__KUTIPAN__.
★ ★ ★

Beberapa junior kadang-kadang datang ngucluk2 ke elo dalam beberapa kali kesempatan. Tentunya pas lo lagi ga sibuk. Karena mereka tahu bahwa lo itu asdos pada mata kuliah tertentu, mereka cenderung bertanya juga ke elo soal mata kuliah lain. Nah, mahasiswa senior itu sayangnya suka banyak lupa materi2 tahun pertama atau tahun kedua. Garuk-garuk pala deh lo. Nih junior pun mulai nyium kalo lo sebenarnya ga gitu ngebantu. Mereka pun nyari-nyari kesempatan buat undur diri. Hehehe, kalo soal pelajaran mata kuliah tahun pertama dan tahun kedua, mahasiswa tahun ketiga ini sedang jago-jagonya. Otak mereka masih kenceng. Mahasiswa senior ini kadang2 ngiri sama mahasiswa tahun ketiga. Mereka kangen otak mereka yang cemerlang dan skill analisa yang mereka miliki dulu sewaktu berada di tahun ketiga. Belom lagi citra mereka yang meningkat waktu dicari-cari junior buat minta assistance.

★ ★ ★

__DATA YANG DIBERIKAN__.
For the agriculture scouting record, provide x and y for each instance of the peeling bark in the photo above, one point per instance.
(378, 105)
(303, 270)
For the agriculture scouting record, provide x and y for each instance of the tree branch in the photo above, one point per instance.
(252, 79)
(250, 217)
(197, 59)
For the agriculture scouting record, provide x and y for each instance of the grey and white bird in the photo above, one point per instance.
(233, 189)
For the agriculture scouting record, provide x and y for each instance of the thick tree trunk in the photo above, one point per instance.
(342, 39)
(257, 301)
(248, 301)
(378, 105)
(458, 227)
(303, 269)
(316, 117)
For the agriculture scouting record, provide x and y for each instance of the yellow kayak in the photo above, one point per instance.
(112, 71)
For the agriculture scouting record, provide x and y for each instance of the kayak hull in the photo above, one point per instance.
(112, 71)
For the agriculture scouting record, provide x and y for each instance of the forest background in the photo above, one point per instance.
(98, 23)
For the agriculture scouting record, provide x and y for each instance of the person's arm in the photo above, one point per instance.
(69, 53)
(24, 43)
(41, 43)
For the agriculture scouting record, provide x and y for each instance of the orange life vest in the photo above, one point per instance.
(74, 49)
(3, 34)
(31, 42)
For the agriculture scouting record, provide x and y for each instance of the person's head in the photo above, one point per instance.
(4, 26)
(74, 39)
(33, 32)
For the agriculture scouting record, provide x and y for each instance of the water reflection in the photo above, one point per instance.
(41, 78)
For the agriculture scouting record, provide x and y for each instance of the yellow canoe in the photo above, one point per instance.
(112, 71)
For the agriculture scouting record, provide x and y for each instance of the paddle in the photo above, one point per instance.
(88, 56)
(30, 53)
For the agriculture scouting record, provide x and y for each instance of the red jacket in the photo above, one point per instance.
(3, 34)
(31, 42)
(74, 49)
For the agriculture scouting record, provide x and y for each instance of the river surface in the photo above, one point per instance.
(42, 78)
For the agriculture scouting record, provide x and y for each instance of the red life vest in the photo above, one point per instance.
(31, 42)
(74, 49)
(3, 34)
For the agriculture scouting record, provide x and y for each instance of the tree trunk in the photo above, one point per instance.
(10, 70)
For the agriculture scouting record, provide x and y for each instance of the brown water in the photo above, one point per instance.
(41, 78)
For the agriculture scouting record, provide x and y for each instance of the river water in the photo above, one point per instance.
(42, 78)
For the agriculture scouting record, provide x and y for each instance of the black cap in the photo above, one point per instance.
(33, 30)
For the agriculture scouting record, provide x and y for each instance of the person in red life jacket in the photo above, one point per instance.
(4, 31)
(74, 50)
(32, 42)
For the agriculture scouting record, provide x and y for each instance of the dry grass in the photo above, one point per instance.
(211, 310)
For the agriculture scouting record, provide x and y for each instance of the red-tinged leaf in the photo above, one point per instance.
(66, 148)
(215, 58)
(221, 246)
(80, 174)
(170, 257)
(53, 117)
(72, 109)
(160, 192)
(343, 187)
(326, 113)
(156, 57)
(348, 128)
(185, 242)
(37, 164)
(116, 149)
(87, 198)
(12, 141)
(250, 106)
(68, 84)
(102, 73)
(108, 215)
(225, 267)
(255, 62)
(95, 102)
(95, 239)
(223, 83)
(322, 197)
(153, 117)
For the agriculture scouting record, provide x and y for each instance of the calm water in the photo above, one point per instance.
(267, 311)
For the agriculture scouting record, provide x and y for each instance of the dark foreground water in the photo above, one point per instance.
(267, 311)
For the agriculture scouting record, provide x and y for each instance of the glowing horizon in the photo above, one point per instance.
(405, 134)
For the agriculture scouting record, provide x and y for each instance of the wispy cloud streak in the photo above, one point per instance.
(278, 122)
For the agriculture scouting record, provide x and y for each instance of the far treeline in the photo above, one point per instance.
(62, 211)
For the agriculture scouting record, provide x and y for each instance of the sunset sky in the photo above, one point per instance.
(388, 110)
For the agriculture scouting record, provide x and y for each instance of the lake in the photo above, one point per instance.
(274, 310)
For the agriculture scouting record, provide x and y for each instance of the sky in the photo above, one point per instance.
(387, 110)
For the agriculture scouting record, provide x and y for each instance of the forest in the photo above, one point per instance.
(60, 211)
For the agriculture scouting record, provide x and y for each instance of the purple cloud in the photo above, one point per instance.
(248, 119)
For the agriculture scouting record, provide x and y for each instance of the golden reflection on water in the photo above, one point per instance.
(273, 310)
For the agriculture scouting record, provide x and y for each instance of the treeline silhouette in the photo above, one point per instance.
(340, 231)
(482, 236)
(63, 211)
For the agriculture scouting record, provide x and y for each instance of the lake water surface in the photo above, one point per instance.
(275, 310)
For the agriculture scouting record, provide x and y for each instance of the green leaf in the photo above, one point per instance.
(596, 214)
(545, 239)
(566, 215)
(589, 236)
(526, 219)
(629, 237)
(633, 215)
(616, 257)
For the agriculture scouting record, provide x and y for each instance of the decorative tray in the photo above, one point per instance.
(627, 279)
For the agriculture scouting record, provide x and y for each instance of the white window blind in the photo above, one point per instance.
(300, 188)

★ ★ ★

__YANG HARUS DIKERJAKAN__.
1. Jawab pertanyaan berikut berdasarkan kutipan.
(a) Menurut kutipan, kapan para junior datang ke asdos?
(b) Materi tahun keberapa yang sering dilupakan mahasiswa senior?
(c) Mahasiswa tahun keberapa yang disebut sedang jago-jagonya dalam mata kuliah tahun pertama dan kedua?
2. Tolong salin ulang baris-baris di bagian entri, mulai dari baris yang memuat "the lake in" sampai baris terakhir entri, kedua ujungnya ikut disalin.

__JAWABAN TIAP TUGAS__.
1.
(a) Saat asdos sedang tidak sibuk.
(b) Materi tahun pertama atau tahun kedua.
(c) Mahasiswa tahun ketiga.

2.
For the agriculture scouting record, provide x and y for each instance of the lake in the photo above, one point per instance.
(274, 310)
For the agriculture scouting record, provide x and y for each instance of the sky in the photo above, one point per instance.
(387, 110)
For the agriculture scouting record, provide x and y for each instance of the forest in the photo above, one point per instance.
(60, 211)
For the agriculture scouting record, provide x and y for each instance of the purple cloud in the photo above, one point per instance.
(248, 119)
For the agriculture scouting record, provide x and y for each instance of the golden reflection on water in the photo above, one point per instance.
(273, 310)
For the agriculture scouting record, provide x and y for each instance of the treeline silhouette in the photo above, one point per instance.
(340, 231)
(482, 236)
(63, 211)
For the agriculture scouting record, provide x and y for each instance of the lake water surface in the photo above, one point per instance.
(275, 310)
For the agriculture scouting record, provide x and y for each instance of the green leaf in the photo above, one point per instance.
(596, 214)
(545, 239)
(566, 215)
(589, 236)
(526, 219)
(629, 237)
(633, 215)
(616, 257)
For the agriculture scouting record, provide x and y for each instance of the decorative tray in the photo above, one point per instance.
(627, 279)
For the agriculture scouting record, provide x and y for each instance of the white window blind in the photo above, one point per instance.
(300, 188)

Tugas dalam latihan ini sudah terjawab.